# Things to do
A. Translate this sentence from the hurricane thread into Spanish: "Yes, I'm even praying for the insurance company adjusters."
B. In the hurricane thread, what does one poster compare the issue of forcing adults to evacuate to?
C. List every group named in the opening sentence of the hurricane thread as part of the prayer bump, ending with "funeral directors".

# Quoted passage
━━━━━━━━━━━━━━━━

Prayer bump for everyone in West Florida...the hurricane victims, the EMT's, the police and sheriff's crews, the firemen, Coast Guard, power company workers, hospital personnel, funeral directors--everyone involved in the cleanup and recovery.
Yes, I'm even praying for the insurance company adjusters.
I look at it kind of like seat belts. We would be foolish not to buckle up but the government should not be able to come in and force adults to comply.
It would be interesting to know why most stayed. Did they not really know what damage could occur? You hear it but until you have been thru it, it doesn't always "sink in" . I'm thinking a lot were just afaid to leave their home. A loss of control. Maybe reassurances that if they leave they will not be stopped from coming back after the storm passed might help in the future. I don't know.
Some of us who live in Florida have given reasons on this thread why people (including us at times) do not always pack up. Quick re-cap for those who didn't read the thread.
1. Shelters do not allow animals, many people won't leave them.
2. It's expensive, dangerous, and very stressful to bug out especially when the vast majority of the time the hurricane does not hit your area.

━━━━━━━━━━━━━━━━

# Collected data
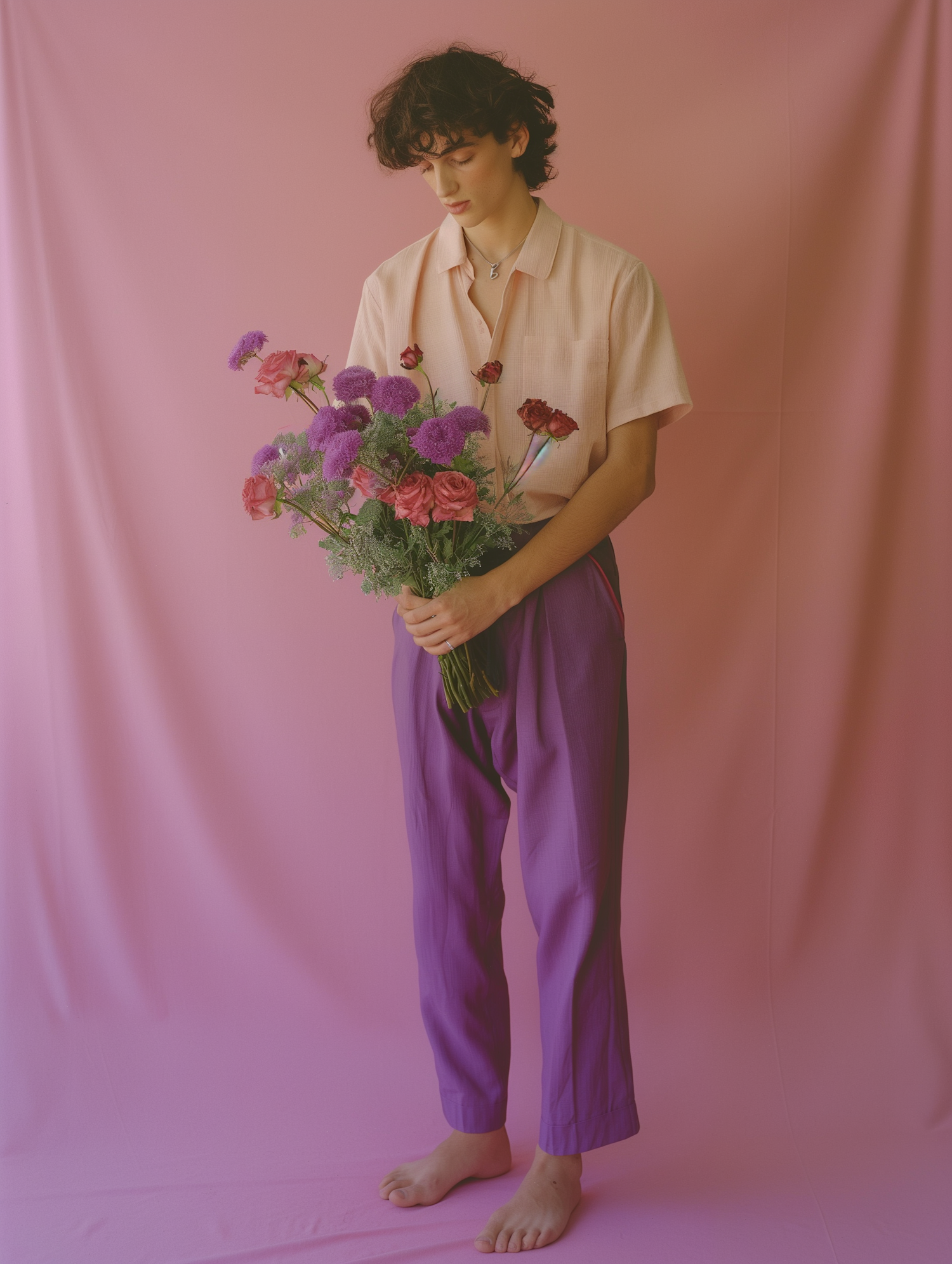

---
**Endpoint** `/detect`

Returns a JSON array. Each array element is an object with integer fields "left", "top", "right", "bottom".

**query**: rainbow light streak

[{"left": 512, "top": 435, "right": 554, "bottom": 487}]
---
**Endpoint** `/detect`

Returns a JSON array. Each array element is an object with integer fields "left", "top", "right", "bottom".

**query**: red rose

[
  {"left": 433, "top": 470, "right": 479, "bottom": 522},
  {"left": 399, "top": 343, "right": 423, "bottom": 369},
  {"left": 389, "top": 474, "right": 433, "bottom": 527},
  {"left": 516, "top": 399, "right": 553, "bottom": 434},
  {"left": 350, "top": 465, "right": 381, "bottom": 504},
  {"left": 473, "top": 360, "right": 502, "bottom": 387},
  {"left": 545, "top": 408, "right": 579, "bottom": 442},
  {"left": 241, "top": 474, "right": 278, "bottom": 518},
  {"left": 254, "top": 351, "right": 300, "bottom": 399}
]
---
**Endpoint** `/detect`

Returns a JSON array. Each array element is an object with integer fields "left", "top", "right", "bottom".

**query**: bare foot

[
  {"left": 475, "top": 1147, "right": 581, "bottom": 1255},
  {"left": 381, "top": 1128, "right": 513, "bottom": 1208}
]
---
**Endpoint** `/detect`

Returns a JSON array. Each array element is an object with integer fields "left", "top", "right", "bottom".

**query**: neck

[{"left": 465, "top": 180, "right": 539, "bottom": 260}]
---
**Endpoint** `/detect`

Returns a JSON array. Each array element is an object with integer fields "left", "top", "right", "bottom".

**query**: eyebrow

[{"left": 417, "top": 140, "right": 475, "bottom": 162}]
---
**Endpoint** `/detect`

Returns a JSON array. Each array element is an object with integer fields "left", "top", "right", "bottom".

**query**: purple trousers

[{"left": 393, "top": 523, "right": 638, "bottom": 1154}]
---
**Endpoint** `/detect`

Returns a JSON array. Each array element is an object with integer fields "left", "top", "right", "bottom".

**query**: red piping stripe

━━━━━━━━━━━━━━━━

# Numbered answers
A. Sí, incluso estoy rezando por los ajustadores de las compañías de seguros.

B. Seat belts.

C.
the hurricane victims
the EMT's
the police and sheriff's crews
the firemen
Coast Guard
power company workers
hospital personnel
funeral directors